**Task details:**
Reproduce verbatim the passage of the article on expat fashion bloggers in Shanghai, from "Camilla Gleditsch from" to "their superior quality.".

**Selected passage:**
Vulgar or fashionable?

By Yang Lan Source:Global Times Published: 2015-8-9 16:48:01

Expat fashion bloggers share their insights about Chinese style

What is fashion in China? Is it the pajamas that senior citizens wear on the street? Or is it the Chinese elements that celebrities showcased at the Met Gala? What do foreigners think about the style of Chinese people and expats in Shanghai? The Global Times talked with three Shanghai-based expat fashion bloggers to get their insight about fashion in China.

Lucie Guyard

The shiny, the daring and the crazy

The other day, Lucie Guyard saw a girl on street wearing blue jeans with a Mickey Mouse design paired with pink UGG shoes. She was so shocked that she took a photo and uploaded it onto Facebook with the caption: "Shanghai, fashion city!"

"This has become a style in China. I also often see shiny jeans and pajamas, and you cannot miss them on street," Guyard said.

Hailing from France, Guyard started her own blog commenting on fashion and lifestyle seven years ago. In her platform, she makes comics about the fashion and lifestyle in Shanghai. She also has a WeChat account (ID: LaPtiteLu).

Unlike Guyard, Canadian fashion blogger Yanie Durocher loves the pajama looks. "It is their 'in,'" said Durocher, who came to Shanghai two years ago and works in a public relations agency. She has a fashion blog called The Marginalist.

"We decided to call it The Marginalist because it spoke about the road less traveled. You need to be a little bit marginal to do something different," Durocher said.

Durocher has a background in footwear, and she believes that footwear lines in China are much more daring than anywhere else. "When I first came here, I did not know what kind of products were sold on Taobao, so I started to look. It was quite impressive. I found that Chinese footwear was really crazy."

Camilla Gleditsch from Norway had a similar realization. After working in fashion merchandising for her mother's shoe shop for over seven years, Gleditsch discovered Taobao when she came to China to work as a lecturer at International Fashion Academy Shanghai. She started buying new shoes every four days on Taobao.

But after she realized that all her Taobao shoes broke after two months, she went back to buying the expensive shoes from her mother's store, because of their superior quality.

Gleditsch started her own fashion blog in 2007 when she was studying at London College of Fashion. Her good friend Prince Cassius, the London-based TV host and fashion blogger, introduced her into London's blogger circle.

Last year, she developed a blog platform called That's It Magazine. The platform tries to get foreign fashion bloggers together and bring more awareness to them in China. The blog recently launched its public WeChat account to publish content in both English and Chinese.

**Dataset extract:**
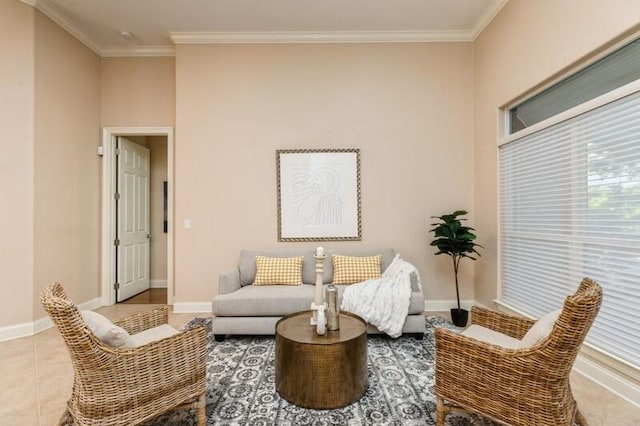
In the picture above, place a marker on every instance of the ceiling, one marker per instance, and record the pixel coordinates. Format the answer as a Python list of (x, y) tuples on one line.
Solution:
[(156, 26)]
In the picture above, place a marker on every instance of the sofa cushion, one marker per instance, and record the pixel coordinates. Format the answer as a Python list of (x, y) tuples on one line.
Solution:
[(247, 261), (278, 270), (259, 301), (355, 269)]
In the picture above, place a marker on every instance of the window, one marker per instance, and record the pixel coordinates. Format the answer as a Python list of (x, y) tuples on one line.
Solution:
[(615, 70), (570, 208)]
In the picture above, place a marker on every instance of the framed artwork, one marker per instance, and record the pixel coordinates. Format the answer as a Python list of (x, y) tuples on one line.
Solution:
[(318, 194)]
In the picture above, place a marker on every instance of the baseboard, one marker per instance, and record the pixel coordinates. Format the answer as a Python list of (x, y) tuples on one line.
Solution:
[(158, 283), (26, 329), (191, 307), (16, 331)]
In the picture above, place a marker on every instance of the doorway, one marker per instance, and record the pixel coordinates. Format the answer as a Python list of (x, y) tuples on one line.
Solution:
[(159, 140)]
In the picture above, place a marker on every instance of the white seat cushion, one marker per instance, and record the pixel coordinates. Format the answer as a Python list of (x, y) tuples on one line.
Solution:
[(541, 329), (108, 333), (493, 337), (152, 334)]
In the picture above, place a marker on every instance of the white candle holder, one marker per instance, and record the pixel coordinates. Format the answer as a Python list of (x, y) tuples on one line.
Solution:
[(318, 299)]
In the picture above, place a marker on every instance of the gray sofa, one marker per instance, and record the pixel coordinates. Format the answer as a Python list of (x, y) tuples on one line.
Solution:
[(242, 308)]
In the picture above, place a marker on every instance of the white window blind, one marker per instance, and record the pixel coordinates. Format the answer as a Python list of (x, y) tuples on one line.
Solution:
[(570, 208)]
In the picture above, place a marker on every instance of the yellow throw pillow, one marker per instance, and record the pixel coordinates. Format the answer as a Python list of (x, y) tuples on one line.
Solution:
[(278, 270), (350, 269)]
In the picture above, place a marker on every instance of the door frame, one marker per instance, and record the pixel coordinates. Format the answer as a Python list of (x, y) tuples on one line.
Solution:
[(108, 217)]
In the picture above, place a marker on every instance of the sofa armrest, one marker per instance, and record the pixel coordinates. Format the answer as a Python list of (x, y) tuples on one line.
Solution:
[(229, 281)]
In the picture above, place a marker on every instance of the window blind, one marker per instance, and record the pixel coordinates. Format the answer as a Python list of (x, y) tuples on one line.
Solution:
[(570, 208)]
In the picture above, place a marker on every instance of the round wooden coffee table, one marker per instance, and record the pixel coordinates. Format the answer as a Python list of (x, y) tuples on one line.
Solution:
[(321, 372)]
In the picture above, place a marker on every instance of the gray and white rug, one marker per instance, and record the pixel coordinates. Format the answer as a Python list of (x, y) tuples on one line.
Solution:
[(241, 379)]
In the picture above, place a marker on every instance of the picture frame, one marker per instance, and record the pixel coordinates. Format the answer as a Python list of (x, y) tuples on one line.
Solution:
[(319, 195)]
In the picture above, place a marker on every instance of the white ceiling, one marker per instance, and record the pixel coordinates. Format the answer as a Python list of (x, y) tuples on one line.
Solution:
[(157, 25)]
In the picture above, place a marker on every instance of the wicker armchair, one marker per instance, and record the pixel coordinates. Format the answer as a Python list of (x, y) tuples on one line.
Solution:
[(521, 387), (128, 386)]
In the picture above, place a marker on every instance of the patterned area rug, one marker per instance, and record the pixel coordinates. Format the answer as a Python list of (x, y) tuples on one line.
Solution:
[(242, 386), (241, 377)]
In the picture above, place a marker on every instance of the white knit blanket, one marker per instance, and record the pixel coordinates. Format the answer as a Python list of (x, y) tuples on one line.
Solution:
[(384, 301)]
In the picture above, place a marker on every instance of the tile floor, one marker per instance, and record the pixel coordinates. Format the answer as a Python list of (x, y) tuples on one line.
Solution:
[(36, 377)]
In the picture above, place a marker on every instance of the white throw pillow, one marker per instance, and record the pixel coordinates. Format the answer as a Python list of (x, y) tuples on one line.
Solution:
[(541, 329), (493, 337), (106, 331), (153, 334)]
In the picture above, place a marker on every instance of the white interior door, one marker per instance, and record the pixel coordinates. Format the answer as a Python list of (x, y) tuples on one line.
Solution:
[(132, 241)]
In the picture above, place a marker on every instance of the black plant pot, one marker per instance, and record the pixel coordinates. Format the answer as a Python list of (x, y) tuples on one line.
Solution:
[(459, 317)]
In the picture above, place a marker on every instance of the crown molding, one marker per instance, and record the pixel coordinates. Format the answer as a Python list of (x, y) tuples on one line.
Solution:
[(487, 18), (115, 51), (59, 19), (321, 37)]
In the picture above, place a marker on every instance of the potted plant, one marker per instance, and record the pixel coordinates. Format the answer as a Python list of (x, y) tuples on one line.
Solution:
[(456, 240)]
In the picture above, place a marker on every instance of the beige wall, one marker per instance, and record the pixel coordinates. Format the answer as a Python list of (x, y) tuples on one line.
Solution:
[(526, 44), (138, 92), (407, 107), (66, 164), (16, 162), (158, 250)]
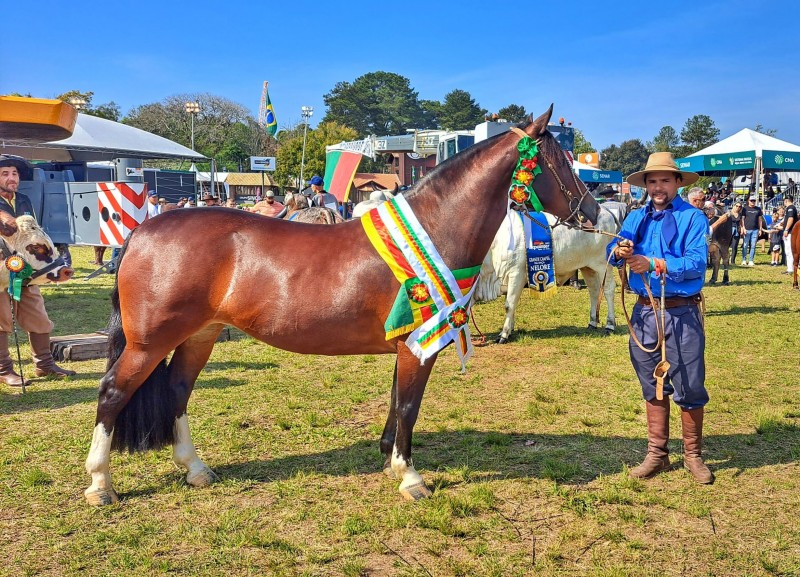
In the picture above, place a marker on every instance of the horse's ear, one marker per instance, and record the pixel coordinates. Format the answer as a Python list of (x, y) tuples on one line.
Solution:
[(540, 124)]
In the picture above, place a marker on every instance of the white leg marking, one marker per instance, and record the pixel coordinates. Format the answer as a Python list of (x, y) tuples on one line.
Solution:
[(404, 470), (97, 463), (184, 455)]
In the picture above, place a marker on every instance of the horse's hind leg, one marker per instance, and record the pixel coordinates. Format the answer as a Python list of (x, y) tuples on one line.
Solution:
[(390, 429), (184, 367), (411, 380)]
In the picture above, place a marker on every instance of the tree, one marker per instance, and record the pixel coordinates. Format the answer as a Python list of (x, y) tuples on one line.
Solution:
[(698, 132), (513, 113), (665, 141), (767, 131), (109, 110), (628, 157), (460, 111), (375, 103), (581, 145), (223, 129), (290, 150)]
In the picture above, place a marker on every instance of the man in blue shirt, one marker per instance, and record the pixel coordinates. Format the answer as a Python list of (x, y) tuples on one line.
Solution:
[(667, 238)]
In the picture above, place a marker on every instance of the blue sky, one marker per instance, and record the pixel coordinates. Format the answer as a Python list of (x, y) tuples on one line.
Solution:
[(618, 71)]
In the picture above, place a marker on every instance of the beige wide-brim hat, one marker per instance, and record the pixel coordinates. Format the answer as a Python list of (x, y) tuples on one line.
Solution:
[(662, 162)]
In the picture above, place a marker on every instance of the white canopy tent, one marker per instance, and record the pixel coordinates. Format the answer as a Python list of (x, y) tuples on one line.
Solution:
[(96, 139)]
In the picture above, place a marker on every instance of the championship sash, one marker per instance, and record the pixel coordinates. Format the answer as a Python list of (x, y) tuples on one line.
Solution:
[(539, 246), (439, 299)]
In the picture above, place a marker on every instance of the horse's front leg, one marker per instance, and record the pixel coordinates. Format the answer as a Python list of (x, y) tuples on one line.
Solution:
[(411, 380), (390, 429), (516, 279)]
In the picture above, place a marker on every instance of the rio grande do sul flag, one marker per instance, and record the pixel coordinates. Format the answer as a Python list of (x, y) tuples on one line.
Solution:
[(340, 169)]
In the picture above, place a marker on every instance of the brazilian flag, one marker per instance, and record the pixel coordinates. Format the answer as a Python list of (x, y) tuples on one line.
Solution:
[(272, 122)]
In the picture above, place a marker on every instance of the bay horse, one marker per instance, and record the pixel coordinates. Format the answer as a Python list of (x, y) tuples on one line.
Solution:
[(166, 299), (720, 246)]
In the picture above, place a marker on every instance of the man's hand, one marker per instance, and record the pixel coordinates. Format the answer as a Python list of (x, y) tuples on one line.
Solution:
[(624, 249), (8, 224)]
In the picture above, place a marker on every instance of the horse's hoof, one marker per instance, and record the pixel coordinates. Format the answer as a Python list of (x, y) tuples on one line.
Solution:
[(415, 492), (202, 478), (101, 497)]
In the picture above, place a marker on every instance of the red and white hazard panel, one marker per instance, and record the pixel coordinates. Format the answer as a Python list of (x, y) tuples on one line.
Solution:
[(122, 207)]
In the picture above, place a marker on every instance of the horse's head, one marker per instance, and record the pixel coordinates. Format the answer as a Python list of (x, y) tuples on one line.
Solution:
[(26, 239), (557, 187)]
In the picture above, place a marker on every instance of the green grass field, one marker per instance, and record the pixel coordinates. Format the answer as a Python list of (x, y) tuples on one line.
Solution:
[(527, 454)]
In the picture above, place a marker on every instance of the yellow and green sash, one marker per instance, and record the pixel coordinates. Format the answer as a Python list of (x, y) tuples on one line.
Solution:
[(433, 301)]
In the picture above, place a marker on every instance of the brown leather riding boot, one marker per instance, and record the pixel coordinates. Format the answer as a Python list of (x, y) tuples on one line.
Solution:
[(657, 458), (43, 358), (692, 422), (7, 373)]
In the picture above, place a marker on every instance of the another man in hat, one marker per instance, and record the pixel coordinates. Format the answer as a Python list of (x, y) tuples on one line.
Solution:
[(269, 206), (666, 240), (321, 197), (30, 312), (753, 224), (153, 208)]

==

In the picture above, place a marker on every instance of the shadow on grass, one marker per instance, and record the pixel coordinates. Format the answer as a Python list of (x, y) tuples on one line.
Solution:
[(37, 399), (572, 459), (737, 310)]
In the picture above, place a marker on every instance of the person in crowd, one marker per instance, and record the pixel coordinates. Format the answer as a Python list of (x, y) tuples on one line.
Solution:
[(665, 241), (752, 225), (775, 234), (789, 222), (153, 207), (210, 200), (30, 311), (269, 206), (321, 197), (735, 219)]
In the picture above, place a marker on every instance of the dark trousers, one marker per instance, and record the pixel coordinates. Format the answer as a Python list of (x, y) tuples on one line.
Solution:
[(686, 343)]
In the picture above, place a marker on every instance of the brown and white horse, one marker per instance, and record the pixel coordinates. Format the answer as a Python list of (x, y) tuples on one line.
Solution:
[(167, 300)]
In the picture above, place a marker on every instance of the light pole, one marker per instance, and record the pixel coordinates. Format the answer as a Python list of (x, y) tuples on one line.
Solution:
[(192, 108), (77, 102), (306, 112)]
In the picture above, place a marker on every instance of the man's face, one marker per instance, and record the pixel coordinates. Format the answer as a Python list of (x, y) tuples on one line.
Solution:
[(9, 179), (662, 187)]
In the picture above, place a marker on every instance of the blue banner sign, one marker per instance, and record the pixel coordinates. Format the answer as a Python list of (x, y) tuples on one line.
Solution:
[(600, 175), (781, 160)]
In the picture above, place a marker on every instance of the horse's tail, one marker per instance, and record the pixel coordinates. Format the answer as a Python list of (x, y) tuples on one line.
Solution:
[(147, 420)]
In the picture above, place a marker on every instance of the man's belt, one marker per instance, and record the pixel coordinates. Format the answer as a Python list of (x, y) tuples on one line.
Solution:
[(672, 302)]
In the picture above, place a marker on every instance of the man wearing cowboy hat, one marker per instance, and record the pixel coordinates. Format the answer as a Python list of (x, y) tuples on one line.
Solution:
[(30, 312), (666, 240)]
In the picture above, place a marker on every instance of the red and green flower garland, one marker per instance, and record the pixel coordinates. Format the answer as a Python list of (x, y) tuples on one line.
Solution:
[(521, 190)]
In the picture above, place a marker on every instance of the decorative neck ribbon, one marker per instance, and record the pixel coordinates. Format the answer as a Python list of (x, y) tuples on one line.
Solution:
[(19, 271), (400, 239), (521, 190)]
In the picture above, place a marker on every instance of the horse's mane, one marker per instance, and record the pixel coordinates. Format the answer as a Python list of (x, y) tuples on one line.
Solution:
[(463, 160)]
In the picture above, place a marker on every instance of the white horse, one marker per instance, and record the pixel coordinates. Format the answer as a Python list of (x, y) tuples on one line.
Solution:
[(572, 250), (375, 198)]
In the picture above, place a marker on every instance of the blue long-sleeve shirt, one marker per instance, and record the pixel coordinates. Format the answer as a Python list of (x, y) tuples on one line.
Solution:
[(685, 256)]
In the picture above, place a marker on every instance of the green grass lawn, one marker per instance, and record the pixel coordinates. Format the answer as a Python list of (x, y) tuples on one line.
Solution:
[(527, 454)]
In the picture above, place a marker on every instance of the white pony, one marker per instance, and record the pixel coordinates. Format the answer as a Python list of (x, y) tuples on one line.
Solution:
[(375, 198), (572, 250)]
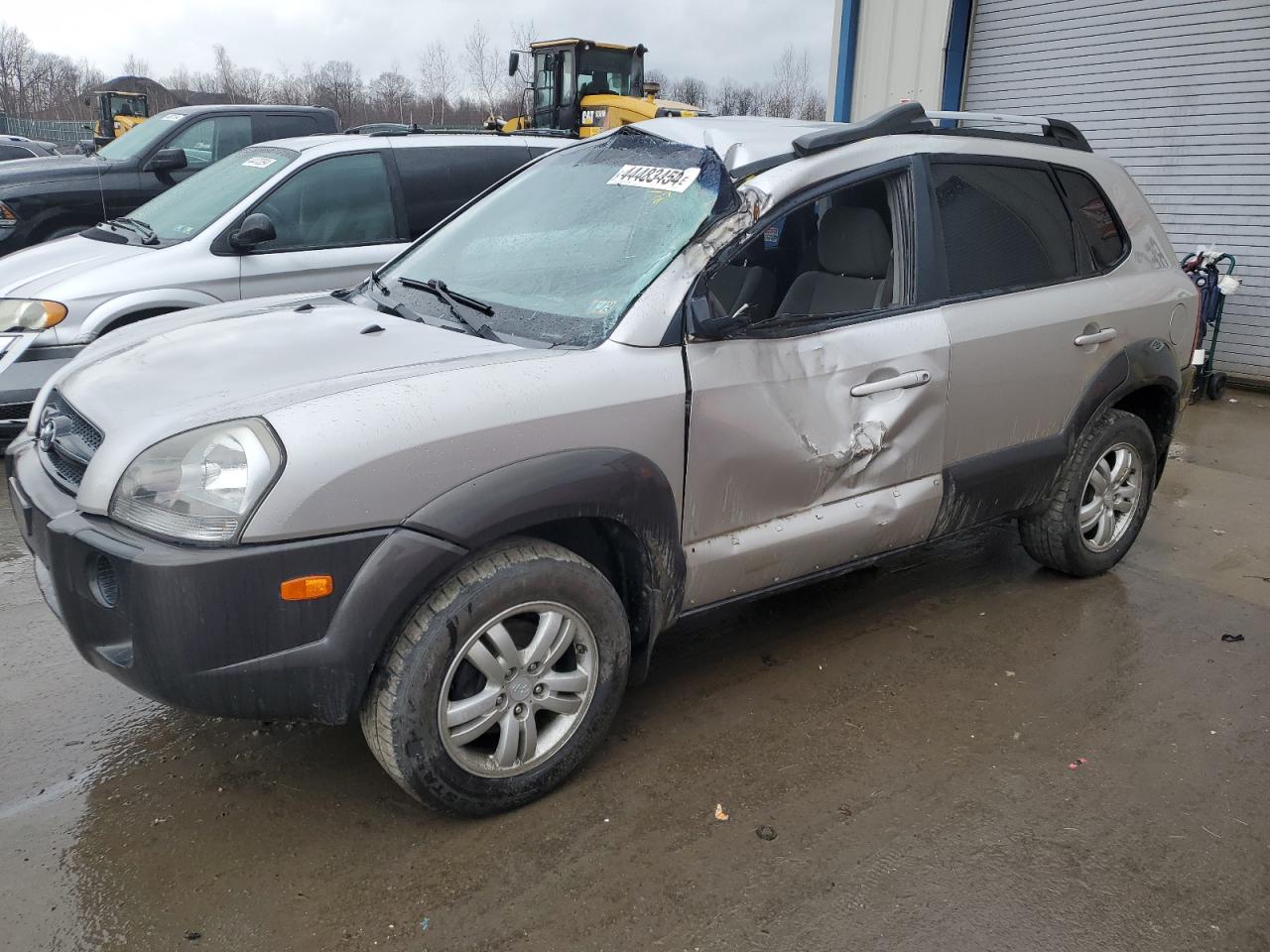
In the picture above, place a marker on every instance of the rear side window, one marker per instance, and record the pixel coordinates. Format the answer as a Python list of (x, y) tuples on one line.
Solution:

---

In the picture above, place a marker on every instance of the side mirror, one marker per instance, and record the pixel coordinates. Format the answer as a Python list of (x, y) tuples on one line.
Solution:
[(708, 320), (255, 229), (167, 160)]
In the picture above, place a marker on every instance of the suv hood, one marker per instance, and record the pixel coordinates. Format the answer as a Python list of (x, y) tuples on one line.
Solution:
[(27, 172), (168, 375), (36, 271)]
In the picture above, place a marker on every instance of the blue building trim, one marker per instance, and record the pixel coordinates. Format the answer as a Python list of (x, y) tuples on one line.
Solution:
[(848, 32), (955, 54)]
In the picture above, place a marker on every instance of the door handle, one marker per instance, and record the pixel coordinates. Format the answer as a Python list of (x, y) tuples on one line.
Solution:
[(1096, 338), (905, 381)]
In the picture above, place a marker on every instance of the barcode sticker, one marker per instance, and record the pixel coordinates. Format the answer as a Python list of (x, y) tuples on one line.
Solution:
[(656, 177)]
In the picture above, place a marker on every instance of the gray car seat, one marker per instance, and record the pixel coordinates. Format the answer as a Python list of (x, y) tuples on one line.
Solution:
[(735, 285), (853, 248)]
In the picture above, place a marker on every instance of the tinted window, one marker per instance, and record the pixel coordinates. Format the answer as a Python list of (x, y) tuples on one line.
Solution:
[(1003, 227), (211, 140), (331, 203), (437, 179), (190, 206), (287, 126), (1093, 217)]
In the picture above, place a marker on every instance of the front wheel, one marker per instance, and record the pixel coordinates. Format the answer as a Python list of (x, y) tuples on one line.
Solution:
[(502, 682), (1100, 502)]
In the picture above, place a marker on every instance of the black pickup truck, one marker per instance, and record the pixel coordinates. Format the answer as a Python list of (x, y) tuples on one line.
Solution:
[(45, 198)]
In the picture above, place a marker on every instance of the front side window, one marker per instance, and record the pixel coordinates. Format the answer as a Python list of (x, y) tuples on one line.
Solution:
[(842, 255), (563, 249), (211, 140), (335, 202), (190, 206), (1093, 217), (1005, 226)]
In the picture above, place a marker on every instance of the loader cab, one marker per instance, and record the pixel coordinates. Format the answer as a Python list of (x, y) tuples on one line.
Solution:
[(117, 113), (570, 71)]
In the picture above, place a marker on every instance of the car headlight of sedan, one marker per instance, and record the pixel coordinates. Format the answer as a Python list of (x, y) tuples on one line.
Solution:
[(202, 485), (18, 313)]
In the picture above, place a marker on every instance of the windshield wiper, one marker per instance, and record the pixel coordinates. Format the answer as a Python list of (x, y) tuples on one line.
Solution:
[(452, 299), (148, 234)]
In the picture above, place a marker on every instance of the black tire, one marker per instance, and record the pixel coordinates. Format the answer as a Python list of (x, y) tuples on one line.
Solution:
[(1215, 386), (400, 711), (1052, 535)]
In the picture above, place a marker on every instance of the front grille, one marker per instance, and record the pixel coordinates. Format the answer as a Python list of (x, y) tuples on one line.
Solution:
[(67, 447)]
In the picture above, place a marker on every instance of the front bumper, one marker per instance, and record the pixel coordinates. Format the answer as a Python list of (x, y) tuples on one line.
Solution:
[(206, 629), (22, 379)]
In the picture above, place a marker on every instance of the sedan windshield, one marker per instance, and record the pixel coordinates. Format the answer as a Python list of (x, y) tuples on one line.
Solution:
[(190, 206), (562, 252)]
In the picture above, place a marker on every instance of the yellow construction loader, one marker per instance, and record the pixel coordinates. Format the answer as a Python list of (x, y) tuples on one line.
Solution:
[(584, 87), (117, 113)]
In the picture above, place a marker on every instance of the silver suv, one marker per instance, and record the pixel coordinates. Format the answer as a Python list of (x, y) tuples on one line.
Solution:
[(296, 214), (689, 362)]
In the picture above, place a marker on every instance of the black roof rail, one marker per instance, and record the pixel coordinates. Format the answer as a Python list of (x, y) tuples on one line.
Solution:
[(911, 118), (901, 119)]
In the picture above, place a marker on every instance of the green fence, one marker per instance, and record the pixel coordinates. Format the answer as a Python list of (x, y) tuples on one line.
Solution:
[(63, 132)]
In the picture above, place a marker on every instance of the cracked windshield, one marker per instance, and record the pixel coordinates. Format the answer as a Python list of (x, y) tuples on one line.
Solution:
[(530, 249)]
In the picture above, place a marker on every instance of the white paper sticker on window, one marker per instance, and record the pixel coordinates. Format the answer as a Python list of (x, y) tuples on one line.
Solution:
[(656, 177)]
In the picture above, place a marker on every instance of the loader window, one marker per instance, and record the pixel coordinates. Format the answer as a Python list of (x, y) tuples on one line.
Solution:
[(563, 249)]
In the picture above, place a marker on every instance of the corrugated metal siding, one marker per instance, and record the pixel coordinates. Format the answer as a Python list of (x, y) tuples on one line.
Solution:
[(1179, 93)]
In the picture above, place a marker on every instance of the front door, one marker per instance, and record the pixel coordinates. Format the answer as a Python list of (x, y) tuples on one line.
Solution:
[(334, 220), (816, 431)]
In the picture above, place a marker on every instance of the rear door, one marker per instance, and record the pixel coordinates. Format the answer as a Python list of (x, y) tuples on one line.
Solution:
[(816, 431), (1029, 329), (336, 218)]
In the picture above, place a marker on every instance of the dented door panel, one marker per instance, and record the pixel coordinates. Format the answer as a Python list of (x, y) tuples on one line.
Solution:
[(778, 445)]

**Written response:**
Camilla Gleditsch from Norway had a similar realization. After working in fashion merchandising for her mother's shoe shop for over seven years, Gleditsch discovered Taobao when she came to China to work as a lecturer at International Fashion Academy Shanghai. She started buying new shoes every four days on Taobao.

But after she realized that all her Taobao shoes broke after two months, she went back to buying the expensive shoes from her mother's store, because of their superior quality.